What the task requires:
Set down every row below character for character, omitting the pictures.

Input for this task:
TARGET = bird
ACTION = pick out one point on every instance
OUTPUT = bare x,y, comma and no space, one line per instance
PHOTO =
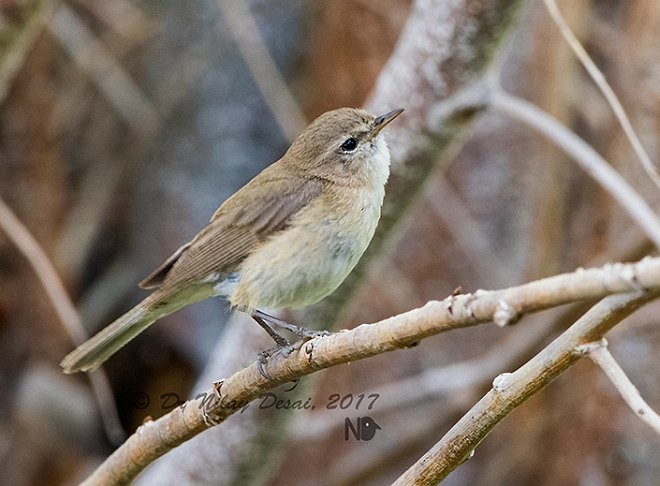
286,239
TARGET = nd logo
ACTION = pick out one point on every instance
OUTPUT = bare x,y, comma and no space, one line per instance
364,429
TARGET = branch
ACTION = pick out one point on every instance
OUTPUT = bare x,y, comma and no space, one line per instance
605,88
584,155
65,310
511,389
277,95
399,332
600,355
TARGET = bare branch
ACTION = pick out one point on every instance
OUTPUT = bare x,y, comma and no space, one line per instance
600,355
64,309
399,332
605,88
511,389
584,155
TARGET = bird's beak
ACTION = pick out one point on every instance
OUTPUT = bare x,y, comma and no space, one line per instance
381,121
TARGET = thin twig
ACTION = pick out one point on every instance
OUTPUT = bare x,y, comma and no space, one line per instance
584,154
245,31
65,310
600,355
399,332
605,88
511,389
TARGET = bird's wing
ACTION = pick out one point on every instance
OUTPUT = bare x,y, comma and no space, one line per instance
240,224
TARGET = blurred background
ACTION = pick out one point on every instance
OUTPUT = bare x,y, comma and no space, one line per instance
124,124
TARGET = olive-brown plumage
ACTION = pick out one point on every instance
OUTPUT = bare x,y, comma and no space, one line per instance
287,238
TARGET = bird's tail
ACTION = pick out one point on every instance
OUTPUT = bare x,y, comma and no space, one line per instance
93,352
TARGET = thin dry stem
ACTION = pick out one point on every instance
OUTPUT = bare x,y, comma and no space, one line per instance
65,310
511,389
399,332
600,355
605,88
585,155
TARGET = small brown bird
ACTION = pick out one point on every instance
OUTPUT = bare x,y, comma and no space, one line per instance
287,238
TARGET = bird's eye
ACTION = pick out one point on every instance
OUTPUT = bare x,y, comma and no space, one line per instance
349,145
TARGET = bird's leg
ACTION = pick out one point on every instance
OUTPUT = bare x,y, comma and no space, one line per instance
297,330
281,341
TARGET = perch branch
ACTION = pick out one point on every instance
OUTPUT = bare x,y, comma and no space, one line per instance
502,306
600,355
511,389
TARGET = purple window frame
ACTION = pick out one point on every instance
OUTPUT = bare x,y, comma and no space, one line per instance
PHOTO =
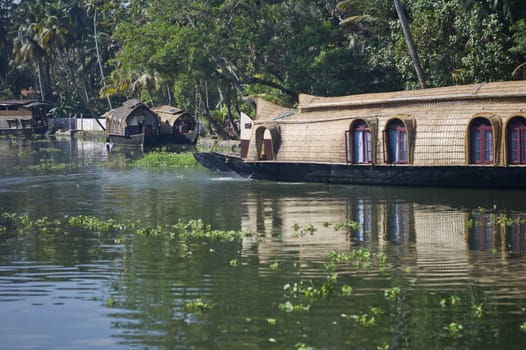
481,142
517,141
397,143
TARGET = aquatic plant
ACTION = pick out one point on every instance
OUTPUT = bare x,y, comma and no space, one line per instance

Solution to this exercise:
TARGET = bird
ACTION = pick out one point on every instance
OUTPUT = bare x,y, comma and no space, one line per instance
PHOTO =
286,239
TARGET = nd logo
ACTION = pick out one point on every instance
OUTPUT = bare x,y, comma and no space, one line per instance
364,429
TARGET = branch
ACTION = pick out one point on every instance
OUTPUT = bare x,y, comma and no space, one line per instance
605,88
584,155
65,310
511,389
277,95
399,332
600,355
TARGET = bare branch
ACTION = pick out one point on every instance
OUTPUT = bare x,y, comma and no space, one line per instance
600,355
64,309
399,332
605,88
511,389
584,155
TARGET = bird's beak
ACTION = pick out one point on every instance
OUTPUT = bare x,y, comma and no space, one line per instance
381,121
TARGET = thin twig
ACTION = pick out one point on every instance
OUTPUT = bare x,y, comma and no space, one line per instance
584,154
245,31
65,310
600,355
399,332
605,88
511,389
TARGET = bird's wing
ACTION = pick out one point on every instance
OUTPUT = bare x,y, comma and no space, one line per instance
240,224
TARGET = blurred background
ACTION = pick out one point on every instance
OUTPUT = bare x,y, comma and no space, one line per instance
124,124
TARGET = olive-brown plumage
ACTION = pick out one point on every instance
OUTPUT = bare x,y, comma and no space, one line per instance
287,238
TARGET = bird's tail
ACTION = pick out one point on every instance
OUTPUT = bare x,y, comma and no space, one line per instance
93,352
TARGET = thin dry stem
ACTION = pick out one point on every instance
OUTPUT = bare x,y, comma and no space, one line per instance
65,310
511,389
399,332
600,355
605,88
585,155
TARGET = small brown bird
ACTION = pick out one point on every instance
OUTPUT = bare x,y, comma and no space, one line per instance
287,238
TARGET = bird's eye
ACTION = pick out one point on every instance
OUTPUT = bare x,y, comma and no space, one line per instance
349,145
TARGET = bird's leg
ACTION = pick out one point on every instance
OUTPUT = bare x,y, comma and no space, one line per instance
297,330
281,341
TARGET = perch branch
ACTION = pick out one point on every instance
OUTPUT = bare x,y, comma and no space, one line per instance
502,306
600,355
511,389
TARGET = purple window frame
ACTION = pick out one point on every instance
OUTPUT = bare x,y, comma and no space, one line per instance
PHOTO =
481,142
517,141
397,143
TARGET = aquatic plant
ACTION = pick out one point on every instance
OUTPUT = bare x,y, comma and no space, one line per instance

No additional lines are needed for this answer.